**Supplied information:**
⟨

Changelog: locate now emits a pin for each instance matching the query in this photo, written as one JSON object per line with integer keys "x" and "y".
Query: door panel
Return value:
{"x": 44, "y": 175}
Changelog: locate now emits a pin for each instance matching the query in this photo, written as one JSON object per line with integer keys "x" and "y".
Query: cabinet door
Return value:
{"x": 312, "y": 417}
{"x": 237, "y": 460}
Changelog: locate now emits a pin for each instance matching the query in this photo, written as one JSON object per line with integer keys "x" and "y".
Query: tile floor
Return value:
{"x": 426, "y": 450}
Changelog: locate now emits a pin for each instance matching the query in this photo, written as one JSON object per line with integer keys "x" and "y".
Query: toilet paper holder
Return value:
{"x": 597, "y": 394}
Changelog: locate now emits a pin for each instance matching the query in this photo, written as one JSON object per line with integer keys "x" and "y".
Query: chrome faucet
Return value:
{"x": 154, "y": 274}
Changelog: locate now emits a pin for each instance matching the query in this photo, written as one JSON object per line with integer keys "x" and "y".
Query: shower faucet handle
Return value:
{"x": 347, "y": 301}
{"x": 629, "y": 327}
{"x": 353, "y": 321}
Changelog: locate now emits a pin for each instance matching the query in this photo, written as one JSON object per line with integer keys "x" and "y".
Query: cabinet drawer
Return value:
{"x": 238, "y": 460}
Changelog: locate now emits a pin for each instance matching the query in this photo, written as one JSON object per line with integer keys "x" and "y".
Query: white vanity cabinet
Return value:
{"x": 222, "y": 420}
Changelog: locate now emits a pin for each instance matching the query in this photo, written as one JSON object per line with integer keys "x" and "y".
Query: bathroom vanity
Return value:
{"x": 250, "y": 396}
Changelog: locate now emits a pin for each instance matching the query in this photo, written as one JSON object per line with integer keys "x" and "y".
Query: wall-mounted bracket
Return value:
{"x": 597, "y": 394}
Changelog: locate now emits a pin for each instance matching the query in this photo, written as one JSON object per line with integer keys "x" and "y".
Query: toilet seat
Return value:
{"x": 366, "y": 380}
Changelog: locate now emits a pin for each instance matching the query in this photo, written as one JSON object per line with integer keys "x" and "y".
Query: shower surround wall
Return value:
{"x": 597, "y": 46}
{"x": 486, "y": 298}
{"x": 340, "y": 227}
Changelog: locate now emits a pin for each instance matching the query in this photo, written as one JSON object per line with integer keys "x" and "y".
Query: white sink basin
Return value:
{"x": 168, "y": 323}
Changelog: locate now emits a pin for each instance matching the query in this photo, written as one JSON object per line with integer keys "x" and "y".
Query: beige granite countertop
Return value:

⟩

Identify every line of the records above that contains the word "shower", and copy each such line.

Query: shower faucet handle
Query: shower surround wall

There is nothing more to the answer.